DATA TO USE ▸

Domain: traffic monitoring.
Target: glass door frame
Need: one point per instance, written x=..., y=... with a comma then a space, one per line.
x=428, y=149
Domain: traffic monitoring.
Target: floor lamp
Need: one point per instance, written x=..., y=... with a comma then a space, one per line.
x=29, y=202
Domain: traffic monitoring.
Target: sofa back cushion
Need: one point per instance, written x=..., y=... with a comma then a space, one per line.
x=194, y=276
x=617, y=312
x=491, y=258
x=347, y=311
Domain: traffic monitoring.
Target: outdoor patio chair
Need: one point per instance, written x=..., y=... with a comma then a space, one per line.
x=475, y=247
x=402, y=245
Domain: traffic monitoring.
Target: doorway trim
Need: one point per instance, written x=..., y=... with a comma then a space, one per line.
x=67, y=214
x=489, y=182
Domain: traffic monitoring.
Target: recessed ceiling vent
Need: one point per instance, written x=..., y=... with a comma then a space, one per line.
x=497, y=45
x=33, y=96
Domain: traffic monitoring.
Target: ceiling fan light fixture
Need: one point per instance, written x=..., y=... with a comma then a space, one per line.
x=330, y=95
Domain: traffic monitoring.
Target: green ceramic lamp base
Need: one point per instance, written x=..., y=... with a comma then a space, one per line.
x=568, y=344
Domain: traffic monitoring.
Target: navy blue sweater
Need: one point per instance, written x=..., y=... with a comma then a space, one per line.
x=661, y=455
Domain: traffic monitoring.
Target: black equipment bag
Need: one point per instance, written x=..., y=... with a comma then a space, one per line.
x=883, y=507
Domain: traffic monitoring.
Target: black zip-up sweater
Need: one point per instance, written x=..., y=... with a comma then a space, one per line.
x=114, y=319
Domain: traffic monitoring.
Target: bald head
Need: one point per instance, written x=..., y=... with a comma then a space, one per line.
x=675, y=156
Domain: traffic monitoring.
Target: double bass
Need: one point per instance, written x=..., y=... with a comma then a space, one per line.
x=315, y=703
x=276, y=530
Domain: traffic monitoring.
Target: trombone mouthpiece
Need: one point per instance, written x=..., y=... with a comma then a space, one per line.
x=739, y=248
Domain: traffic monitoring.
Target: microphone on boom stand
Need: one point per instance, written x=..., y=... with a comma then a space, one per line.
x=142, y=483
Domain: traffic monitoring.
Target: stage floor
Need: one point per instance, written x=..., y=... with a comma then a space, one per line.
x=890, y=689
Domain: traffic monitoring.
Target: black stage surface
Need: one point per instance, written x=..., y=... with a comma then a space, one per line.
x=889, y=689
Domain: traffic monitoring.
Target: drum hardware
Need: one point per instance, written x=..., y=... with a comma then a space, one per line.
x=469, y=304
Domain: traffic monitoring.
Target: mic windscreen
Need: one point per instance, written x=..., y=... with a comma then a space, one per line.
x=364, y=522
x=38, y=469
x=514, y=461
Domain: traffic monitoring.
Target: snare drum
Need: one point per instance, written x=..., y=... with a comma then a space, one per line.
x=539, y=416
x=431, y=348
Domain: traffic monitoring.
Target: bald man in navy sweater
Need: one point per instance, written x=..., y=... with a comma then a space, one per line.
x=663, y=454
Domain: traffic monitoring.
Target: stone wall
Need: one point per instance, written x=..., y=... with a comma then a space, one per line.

PROBLEM TO WORK ON ▸ Give the complete listing a second time, exactly as it reads.

ANSWER SPACE ▸
Domain: traffic monitoring.
Target: glass door frame
Need: one point per instance, written x=..., y=... with a comma then a space, one per line.
x=428, y=149
Domain: traffic monitoring.
Target: floor lamp
Need: one point per instance, written x=..., y=... with a comma then a space, one per line.
x=29, y=202
Domain: traffic monitoring.
Target: sofa back cushion
Need: one point per instance, written x=..., y=... with a comma then a space, one per line.
x=194, y=276
x=617, y=312
x=491, y=258
x=347, y=311
Domain: traffic monitoring.
Target: outdoor patio chair
Need: one point per instance, written x=..., y=... with a comma then a space, one per line.
x=475, y=247
x=402, y=245
Domain: traffic monitoring.
Target: doorway trim
Need: one point per instance, written x=..., y=... with a comma then a space, one per line.
x=67, y=214
x=489, y=182
Domain: traffic monitoring.
Target: recessed ceiling vent
Need: one point per instance, written x=..., y=... with a comma then a space, one per line.
x=497, y=45
x=33, y=96
Domain: traffic monitoring.
Target: ceiling fan light fixture
Need: one point per instance, written x=..., y=... with a comma then a space, one per line.
x=330, y=95
Domain: traffic monitoring.
Target: green ceramic lamp base
Need: one point per instance, written x=..., y=... with a comma then a space, one per line.
x=568, y=344
Domain: traffic monitoring.
Target: navy blue sweater
Need: one point per instance, written x=..., y=... with a comma then a space, one per line.
x=661, y=455
Domain: traffic monitoring.
Target: black equipment bag
Need: one point per instance, written x=..., y=... with a comma then a space, one per line.
x=883, y=507
Domain: traffic monitoring.
Target: black zip-up sweater
Need: one point per instance, written x=..., y=... with a comma then a space, one per line.
x=114, y=319
Domain: traffic monitoring.
Target: bald head
Need: one point per instance, written x=..., y=... with a comma then a space, one per line.
x=675, y=156
Domain: traffic monitoring.
Target: double bass
Need: one point per instance, written x=..., y=... with a comma then a space, one per line.
x=315, y=703
x=276, y=530
Domain: traffic monitoring.
Target: trombone mouthpiece
Need: one point per instance, written x=..., y=... with a comma then a space, one per line.
x=739, y=248
Domain: traffic monitoring.
Target: microphone on boom stand
Need: one point per instance, written x=..., y=... with a comma then a space, one per line.
x=142, y=483
Domain: traffic monitoring.
Target: stage floor
Need: one point per instance, written x=..., y=... with a comma then a space, one per line.
x=890, y=689
Domain: traffic monitoring.
Target: black stage surface
Need: one point per instance, written x=..., y=... with a comma then a space, one per line.
x=889, y=689
Domain: traffic monitoring.
Target: drum hardware
Need: one point per instance, written x=..., y=... with a comma then a space, one per line.
x=469, y=304
Domain: traffic monitoring.
Target: mic windscreen
Need: one point per instance, written x=..., y=... with a comma then a space, one per line.
x=364, y=522
x=38, y=469
x=514, y=461
Domain: traffic monitoring.
Target: snare drum
Need: one point per instance, written x=..., y=... with a comma then a space, one per line.
x=539, y=416
x=431, y=348
Domain: traffic monitoring.
Target: bald man in navy sweater
Need: one point per instance, written x=..., y=... with a comma then a space, one per line.
x=663, y=454
Domain: traffic monitoring.
Target: stone wall
Need: one point per instance, written x=..., y=... with a comma then a space, one per line.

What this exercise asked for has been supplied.